• About this exercise: What are the lines from the top of the entries through the one with "Annotation guideline — the target class is lower"? Write them out exactly, with no pictures.

[Text-to-region grounding data]
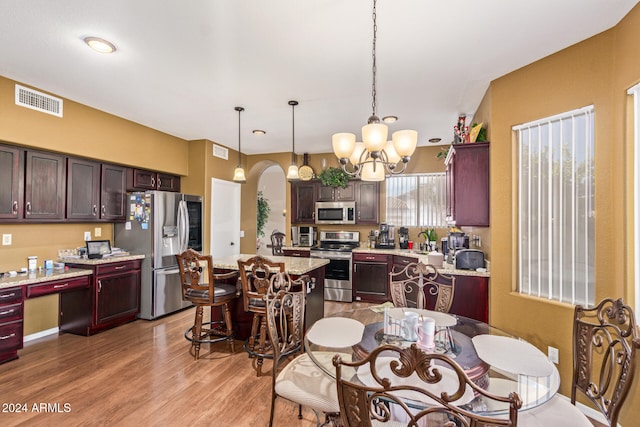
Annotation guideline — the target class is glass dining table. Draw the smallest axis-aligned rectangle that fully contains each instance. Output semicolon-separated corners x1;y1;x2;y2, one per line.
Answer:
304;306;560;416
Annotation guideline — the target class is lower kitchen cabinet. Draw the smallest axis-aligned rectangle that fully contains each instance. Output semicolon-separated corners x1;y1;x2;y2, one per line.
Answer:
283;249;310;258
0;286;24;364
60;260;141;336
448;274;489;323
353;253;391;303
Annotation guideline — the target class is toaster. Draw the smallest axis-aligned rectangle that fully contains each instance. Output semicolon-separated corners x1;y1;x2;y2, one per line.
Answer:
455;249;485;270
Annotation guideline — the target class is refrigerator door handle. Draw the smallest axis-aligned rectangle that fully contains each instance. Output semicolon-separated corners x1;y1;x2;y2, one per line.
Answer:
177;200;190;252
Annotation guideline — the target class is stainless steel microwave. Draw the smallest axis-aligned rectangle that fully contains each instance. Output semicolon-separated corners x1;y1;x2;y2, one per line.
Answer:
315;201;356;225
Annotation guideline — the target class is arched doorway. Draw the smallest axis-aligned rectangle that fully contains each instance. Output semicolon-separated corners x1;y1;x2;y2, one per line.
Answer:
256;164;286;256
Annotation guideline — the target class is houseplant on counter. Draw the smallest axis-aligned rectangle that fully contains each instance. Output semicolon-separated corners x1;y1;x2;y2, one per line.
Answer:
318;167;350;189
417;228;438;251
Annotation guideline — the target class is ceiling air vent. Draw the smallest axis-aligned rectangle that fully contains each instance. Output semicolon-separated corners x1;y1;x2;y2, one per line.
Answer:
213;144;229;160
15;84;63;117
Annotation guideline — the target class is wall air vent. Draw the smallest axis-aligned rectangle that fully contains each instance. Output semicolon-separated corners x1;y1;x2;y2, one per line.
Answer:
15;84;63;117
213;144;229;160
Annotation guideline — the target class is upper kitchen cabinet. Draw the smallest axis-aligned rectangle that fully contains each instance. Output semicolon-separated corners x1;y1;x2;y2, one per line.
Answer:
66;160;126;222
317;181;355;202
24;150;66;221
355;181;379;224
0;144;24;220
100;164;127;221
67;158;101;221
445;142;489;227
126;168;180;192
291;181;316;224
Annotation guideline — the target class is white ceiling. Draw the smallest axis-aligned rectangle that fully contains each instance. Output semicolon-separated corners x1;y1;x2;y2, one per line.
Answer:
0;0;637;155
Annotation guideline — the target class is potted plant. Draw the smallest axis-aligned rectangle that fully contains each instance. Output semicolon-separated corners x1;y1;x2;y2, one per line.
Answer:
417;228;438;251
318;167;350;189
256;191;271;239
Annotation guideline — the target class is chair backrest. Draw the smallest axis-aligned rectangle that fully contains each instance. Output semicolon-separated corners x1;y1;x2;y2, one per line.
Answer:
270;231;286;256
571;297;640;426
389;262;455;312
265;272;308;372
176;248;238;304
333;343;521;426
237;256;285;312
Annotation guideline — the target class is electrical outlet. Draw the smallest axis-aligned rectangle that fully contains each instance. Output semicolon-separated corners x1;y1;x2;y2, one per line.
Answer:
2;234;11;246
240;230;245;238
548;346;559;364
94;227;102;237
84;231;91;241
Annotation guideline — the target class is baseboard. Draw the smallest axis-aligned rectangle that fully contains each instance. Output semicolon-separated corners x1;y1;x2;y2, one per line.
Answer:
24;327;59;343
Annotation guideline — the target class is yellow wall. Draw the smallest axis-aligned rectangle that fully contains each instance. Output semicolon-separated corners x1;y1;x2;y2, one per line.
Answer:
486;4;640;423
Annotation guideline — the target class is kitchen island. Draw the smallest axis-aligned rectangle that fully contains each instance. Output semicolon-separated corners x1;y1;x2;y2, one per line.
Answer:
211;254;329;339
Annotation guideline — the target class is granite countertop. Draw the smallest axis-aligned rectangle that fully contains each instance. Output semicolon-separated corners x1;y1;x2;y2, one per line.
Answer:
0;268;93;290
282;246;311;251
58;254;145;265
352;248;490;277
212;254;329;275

• Task solution:
Annotation guideline — the target class is glass dining table. Draw the smallest axis-aligned rectangle that fully contains each instance. Output semicolon-separated corners x1;y1;x2;y2, one per line.
Answer:
304;306;560;416
Annotation guideline — the target class is lower kitchen cabinet. Draw the smallest axis-aligned rectangle that fully contains each instance. Output semicolon-separated corners x1;y1;x2;y2, one per line.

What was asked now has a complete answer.